= Exercise instructions =
Could you return all of the entries word for word, minus any pictures?

(Stored items)
========

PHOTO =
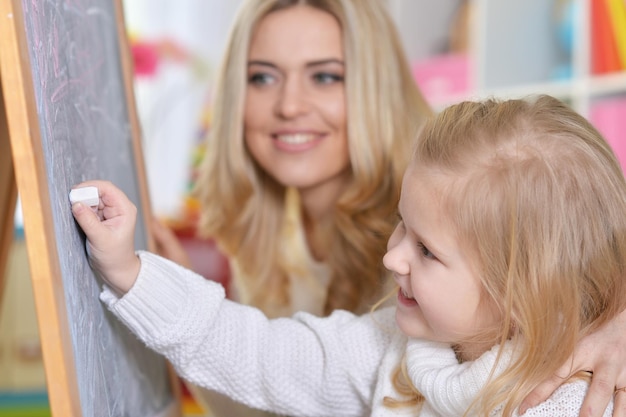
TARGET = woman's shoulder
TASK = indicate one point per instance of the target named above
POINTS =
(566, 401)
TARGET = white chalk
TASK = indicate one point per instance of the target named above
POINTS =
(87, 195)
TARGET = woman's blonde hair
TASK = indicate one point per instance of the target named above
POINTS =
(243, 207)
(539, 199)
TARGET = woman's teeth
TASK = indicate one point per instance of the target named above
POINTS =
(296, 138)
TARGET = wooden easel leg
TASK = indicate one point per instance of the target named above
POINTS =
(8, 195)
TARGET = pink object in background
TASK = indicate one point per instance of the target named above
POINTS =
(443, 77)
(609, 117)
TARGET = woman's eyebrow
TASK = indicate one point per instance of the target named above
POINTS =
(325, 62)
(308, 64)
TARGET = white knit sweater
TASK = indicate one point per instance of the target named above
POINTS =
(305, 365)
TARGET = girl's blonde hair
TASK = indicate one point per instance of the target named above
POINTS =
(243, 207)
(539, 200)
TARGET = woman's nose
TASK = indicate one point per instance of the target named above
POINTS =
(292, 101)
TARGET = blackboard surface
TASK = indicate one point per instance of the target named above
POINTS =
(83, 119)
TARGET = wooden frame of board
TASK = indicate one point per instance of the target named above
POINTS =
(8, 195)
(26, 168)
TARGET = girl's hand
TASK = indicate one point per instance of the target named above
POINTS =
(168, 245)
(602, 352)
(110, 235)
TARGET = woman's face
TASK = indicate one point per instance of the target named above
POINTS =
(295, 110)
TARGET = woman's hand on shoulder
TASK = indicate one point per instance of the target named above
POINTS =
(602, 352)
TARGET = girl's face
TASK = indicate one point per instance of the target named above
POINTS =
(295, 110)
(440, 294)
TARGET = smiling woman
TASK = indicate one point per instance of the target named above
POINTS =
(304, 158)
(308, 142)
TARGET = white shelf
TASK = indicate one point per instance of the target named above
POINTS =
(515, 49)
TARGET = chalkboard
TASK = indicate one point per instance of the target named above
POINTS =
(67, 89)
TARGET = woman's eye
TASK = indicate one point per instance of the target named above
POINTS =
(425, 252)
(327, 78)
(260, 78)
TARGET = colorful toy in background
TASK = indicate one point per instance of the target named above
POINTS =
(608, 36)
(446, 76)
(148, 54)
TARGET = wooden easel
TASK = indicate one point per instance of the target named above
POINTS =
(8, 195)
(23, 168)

========

= Final answer =
PHOTO =
TARGET = woman's shoulder
TASK = indicate one point per instance of the target named above
POINTS =
(566, 401)
TARGET = white chalk
TASK = indicate one point per instance of the target named above
POINTS =
(87, 195)
TARGET = woman's blonde hair
TASK = indicate one point per instance of the target named above
POINTS =
(243, 207)
(539, 199)
TARGET = woman's teeth
TASK = indicate one point per instance of the target named above
POINTS =
(296, 138)
TARGET = wooden easel leg
TASK = indicate one point per instance of the target named above
POINTS =
(8, 195)
TARGET = pink object in background
TASK = indicate one point per instance of the target named above
POINTS =
(443, 77)
(609, 117)
TARGET = woman's eyebrow
TASK = indicate one point per instance of the target named above
POINTS =
(325, 62)
(308, 64)
TARGET = white knit sweater
TASK = indicate one point per instance of the target named above
POINTS =
(305, 365)
TARGET = girl's blonde hair
TASK = indicate one point per instance of the target named above
POINTS =
(243, 207)
(539, 200)
TARGET = woman's nose
TASK = indicate one point per instance of the target named above
POINTS =
(292, 101)
TARGET = blackboard surface
TASK = indicate one point per instance of the target named above
POINTS =
(83, 119)
TARGET = wooden frame of board
TASK = indicate one point per instance of the target named above
POINTS =
(8, 195)
(26, 168)
TARGET = girl's hand
TASK = indicate one point per instance of the target named above
POINTS =
(168, 245)
(602, 352)
(110, 235)
TARGET = woman's face
TASK = indicate one point per instance of the target named above
POINTS =
(295, 110)
TARGET = woman's hand on shoulder
TASK = indicate one point per instance of the target named above
POINTS =
(602, 352)
TARGET = girl's face
TASK = indicate one point per instance of the target named above
POINTS =
(295, 110)
(440, 294)
TARGET = smiling woman
TASK = indicate one point per instance of the target named above
POINTS =
(304, 158)
(308, 142)
TARGET = white shelf
TASK = indicate one point per instance of the target named above
POINTS =
(515, 49)
TARGET = chalkboard
TASK = indicate one point per instance of the target named above
POINTS =
(67, 89)
TARGET = woman's eye
TASK = indicate one point per instance of the target named above
POINTS =
(425, 252)
(327, 78)
(260, 78)
TARGET = colorful toy in background
TASK = indicate one point per instance of the target named above
POINTS =
(608, 36)
(446, 76)
(148, 54)
TARGET = wooden easel
TASK = indicate one point per instance of the target named above
POINTS =
(8, 195)
(23, 168)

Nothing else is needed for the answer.